DOCUMENT TEXT
%%
Amidst the dry, thorny underbrush of a coastal Vietnamese forest, a silver-backed chevrotain stepped into view of a camera trap — and back into the scientific record after almost three decades.
The deerlike ungulate, no bigger than a toy poodle, had only ever been studied from dead specimens, four obtained in 1907 and one in 1990. Scientists feared the animal might have gone extinct due to hunting and habitat loss.
But local residents knew better, and in late 2017 directed researchers to forest areas where the silver-backed chevrotain (Tragulus versicolor) might be living. Cameras triggered by motion or heat then snapped the first photographic evidence that the elusive animal still exists, according to a study published online November 11 in Nature Ecology and Evolution.
“We were really excited” by the find, says An Nguyen, a biologist at the Leibniz Institute for Zoo and Wildlife Research in Berlin. The region’s forests are home to many mammals found nowhere else, but an increase in animal traps and encroaching human development in recent decades have put that diversity under threat.
“Indiscriminate snaring has taken a tremendous toll on mammal communities across Vietnam,” says Andrew Tilker, also a biologist at the Leibniz Institute. Snaring has left “a lot more forest than animals to inhabit it in Vietnam,” he says.
But a species lost to science is not necessarily extinct. So Nguyen and colleagues visited towns and villages near the southeast city of Nha Trang in the fall of 2017 to ask people about the animal. “‘Had they seen chevrotain with silver backs? How many? Where?’” Nguyen says in recalling the researchers’ questions to locals. People referred to both the silver-backed chevrotain and its more common cousin, the lesser chevrotain, by the same name, “cheo cheo.” But many reported seeing the distinctive silver-haired chevrotain.
The team set up cameras at three spots in the forest where silver-backed chevrotain had been spotted. The first images of the silver-backed chevrotain were discovered when the team collected the cameras five months later.
%%
INSTRUCTIONS FOR THE TASK
Pick up the article on the rediscovered silver-backed chevrotain after its last sentence and write what comes next. The records have no part in this.

LISTED ENTRIES
%%
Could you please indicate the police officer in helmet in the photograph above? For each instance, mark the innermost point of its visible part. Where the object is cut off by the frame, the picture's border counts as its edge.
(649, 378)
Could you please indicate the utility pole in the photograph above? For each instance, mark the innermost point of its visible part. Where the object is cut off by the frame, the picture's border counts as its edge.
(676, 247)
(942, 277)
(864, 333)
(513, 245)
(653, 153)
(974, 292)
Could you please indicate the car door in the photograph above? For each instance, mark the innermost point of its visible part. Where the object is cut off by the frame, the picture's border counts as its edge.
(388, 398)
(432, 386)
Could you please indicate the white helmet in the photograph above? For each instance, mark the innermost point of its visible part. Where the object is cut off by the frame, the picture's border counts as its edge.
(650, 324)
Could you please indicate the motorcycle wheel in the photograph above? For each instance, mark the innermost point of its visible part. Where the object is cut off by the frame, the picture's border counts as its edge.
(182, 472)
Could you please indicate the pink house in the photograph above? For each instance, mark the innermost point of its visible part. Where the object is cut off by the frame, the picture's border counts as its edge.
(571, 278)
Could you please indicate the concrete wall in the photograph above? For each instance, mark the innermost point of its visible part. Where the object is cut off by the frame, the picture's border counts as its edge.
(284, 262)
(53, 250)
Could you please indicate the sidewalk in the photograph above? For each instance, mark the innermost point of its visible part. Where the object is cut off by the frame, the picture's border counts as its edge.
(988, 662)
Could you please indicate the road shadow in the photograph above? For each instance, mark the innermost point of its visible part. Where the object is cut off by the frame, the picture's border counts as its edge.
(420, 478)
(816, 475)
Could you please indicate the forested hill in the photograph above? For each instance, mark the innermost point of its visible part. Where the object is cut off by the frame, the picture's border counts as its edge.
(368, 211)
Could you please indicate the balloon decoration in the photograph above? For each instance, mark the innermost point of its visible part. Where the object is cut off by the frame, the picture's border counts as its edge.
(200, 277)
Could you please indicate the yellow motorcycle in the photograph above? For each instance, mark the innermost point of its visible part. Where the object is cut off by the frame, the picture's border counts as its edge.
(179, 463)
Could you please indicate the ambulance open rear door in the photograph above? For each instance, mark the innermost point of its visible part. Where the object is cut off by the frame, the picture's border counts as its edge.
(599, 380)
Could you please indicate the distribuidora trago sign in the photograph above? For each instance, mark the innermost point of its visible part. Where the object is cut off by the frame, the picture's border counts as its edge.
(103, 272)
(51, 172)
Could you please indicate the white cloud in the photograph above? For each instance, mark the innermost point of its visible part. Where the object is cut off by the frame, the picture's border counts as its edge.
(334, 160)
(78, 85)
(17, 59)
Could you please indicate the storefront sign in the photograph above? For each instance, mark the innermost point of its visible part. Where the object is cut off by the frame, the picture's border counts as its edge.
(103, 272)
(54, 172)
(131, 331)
%%
%%
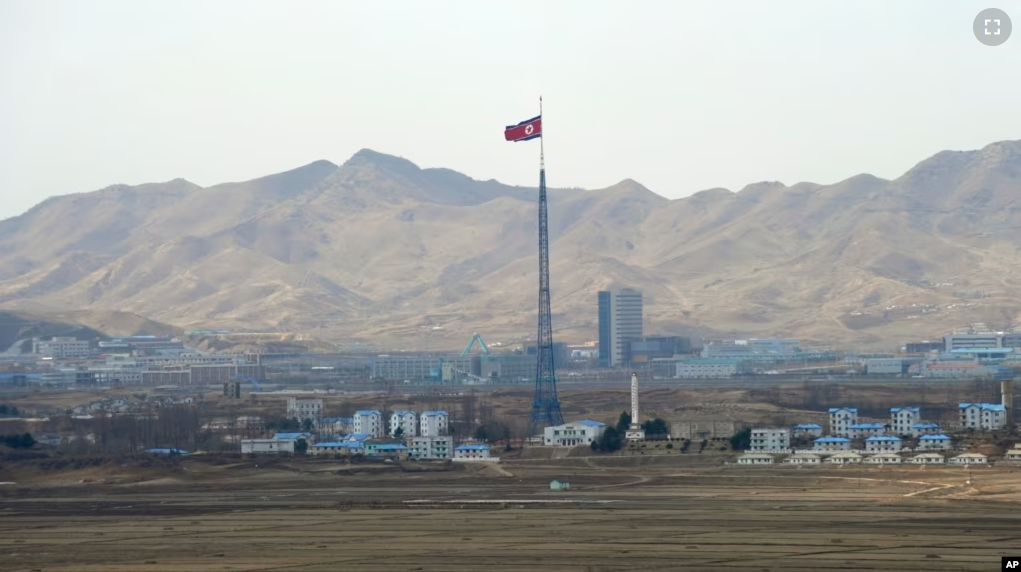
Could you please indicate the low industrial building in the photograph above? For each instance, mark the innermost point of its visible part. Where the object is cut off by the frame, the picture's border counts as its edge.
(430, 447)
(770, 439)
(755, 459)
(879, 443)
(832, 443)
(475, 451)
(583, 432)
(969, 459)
%%
%%
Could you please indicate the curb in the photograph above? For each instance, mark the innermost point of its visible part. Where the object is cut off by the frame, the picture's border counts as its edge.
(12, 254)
%%
REPLY
After adding 30 more camera traps, the team ended up with a total of 1,881 images that documented 208 separate, daytime visits, mostly by individual creatures but occasionally by pairs. It’s unclear how many individuals were photographed, or whether the animals were part of a larger population. “We just can’t tell with these cameras,” Nguyen says.
The villagers weren’t surprised that the animals had been spotted, Nguyen says. “They see them all the time,” he says, though many reported the animals’ numbers had declined in recent years.
The research “emphasizes the critical value of integrating local ecological knowledge into biodiversity conservation efforts,” says Patricia Fifita, an environmental anthropologist at the University of Hawaii at Manoa who was not involved in the research.
Tilker agrees, noting that villagers’ help proved crucial to the researchers’ success in this study. “Local people often have a vast reservoir of ecological knowledge that just isn’t available to any scientists,” he says.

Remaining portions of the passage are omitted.